Exercise prompt :: Print the stretch of the Bridge Theatre announcement from "The Beth, an" through "the Pudsey Nightingale).", word for word.

Text under study ::
Nicholas Hytner will direct the world premiere of Alan Bennett’s Allejujah!, previewing at the Bridge Theatre from 11 July 2018 with opening night on 18 July and running to 28 September 2018. Designed by Bob Crowley, Allelujah! will have lighting by Natasha Chivers and music by George Fenton. Tickets will go on sale at 10am today for priority members with public booking opening on Friday 2 March 2018 at 10am. Casting for Allelujah! will be announced shortly.
The Beth, an old fashioned cradle-to-grave hospital serving a town on the edge of the Pennines, is threatened with closure as part of an NHS efficiency drive. Meanwhile, a documentary crew eager to capture its fight for survival follows the daily struggle to find beds on the Dusty Springfield Geriatric Ward, and the triumphs of the old people’s choir (newest member: the Pudsey Nightingale).
Alan Bennett’s new play is as sharp as The History Boys and as funny as The Lady in the Van.
Allelujah! will be the tenth collaboration between Bennett and Hytner. They first worked together on Bennett’s adaptation of The Wind in the Willows for the National Theatre in 1990. Then followed The Madness of King George III, The Lady in the Van and The History Boys, all of which were also seen on film, The Habit of Art, People and the double bill Untold Stories.
Nicholas Hytner will also direct the world premiere of Lucinda Coxon’s Alys, Always based on the novel by Harriet Lane. Alys, Always will preview at the Bridge Theatre from 23 January with opening night on 30 January and will run to 30 March 2019. Casting for Alys, Always will be announced at a later date and booking information will be announced in September.
Frances works on the books pages of a Sunday newspaper. She’s quiet and capable, but nobody takes much notice: her face is pressed to the window, on the outside, looking in. One evening, driving back to London after visiting her infuriating parents, she comes across an upturned car crumpled on the side of the road. She waits with the injured driver, Alys Kyte, until the ambulance arrives. Later, when Alys’s famous family gets in touch, Frances finds herself for the first time ushered into the world on the other side of the window. And she begins to wonder: what would it take to become a player?
A gripping psychological thriller that excavates the fault line that separates the entitled from the unentitled.
Alys, Always was Harriet Lane’s debut novel, published in 2012, and was followed in 2014 with Her. Previously Lane wrote for the Guardian and the Observer as well as Vogue and Tatler.

Saved entries ::
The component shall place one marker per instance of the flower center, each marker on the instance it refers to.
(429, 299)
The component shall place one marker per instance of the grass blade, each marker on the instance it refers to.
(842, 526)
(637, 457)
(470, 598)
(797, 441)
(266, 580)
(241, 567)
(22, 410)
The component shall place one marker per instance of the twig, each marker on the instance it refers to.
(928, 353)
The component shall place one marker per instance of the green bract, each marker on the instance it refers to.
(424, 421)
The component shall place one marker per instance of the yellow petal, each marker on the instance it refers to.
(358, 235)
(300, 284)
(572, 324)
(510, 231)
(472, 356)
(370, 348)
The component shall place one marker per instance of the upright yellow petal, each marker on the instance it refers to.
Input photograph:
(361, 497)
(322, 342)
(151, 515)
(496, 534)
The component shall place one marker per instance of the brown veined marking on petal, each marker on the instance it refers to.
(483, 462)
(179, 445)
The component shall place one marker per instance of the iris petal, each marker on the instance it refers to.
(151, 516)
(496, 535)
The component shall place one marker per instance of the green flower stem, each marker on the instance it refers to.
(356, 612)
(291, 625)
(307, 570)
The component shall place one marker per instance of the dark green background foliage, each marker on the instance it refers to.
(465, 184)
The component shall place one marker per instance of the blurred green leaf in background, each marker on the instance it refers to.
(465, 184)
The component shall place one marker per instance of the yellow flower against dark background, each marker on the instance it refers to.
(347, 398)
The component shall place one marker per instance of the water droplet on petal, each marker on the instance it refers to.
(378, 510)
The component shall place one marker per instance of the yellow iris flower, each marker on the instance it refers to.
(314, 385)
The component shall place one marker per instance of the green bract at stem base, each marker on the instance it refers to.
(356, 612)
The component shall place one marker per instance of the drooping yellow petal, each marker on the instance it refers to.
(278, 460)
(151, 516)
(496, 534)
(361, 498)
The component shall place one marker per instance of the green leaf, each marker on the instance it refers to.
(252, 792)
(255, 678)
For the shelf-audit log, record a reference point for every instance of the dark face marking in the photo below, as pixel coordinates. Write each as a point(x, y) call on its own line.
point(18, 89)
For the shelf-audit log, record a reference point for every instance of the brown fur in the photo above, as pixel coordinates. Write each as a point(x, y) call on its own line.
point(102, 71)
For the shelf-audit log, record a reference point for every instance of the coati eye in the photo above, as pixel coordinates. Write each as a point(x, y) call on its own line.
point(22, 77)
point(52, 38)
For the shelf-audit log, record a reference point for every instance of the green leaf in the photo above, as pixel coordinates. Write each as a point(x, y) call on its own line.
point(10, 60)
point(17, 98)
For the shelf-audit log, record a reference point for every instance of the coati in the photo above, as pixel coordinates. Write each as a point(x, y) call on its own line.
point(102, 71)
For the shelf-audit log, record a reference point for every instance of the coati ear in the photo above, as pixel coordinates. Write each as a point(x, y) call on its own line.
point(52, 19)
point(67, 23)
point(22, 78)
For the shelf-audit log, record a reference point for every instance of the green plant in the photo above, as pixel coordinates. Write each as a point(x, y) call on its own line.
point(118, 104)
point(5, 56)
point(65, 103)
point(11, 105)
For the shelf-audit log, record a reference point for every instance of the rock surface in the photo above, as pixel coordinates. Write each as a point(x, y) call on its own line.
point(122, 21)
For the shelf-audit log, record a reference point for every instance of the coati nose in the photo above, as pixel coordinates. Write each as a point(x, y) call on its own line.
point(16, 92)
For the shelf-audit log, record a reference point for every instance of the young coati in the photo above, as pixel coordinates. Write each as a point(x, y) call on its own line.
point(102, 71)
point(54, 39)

Answer below ::
The Beth, an old fashioned cradle-to-grave hospital serving a town on the edge of the Pennines, is threatened with closure as part of an NHS efficiency drive. Meanwhile, a documentary crew eager to capture its fight for survival follows the daily struggle to find beds on the Dusty Springfield Geriatric Ward, and the triumphs of the old people’s choir (newest member: the Pudsey Nightingale).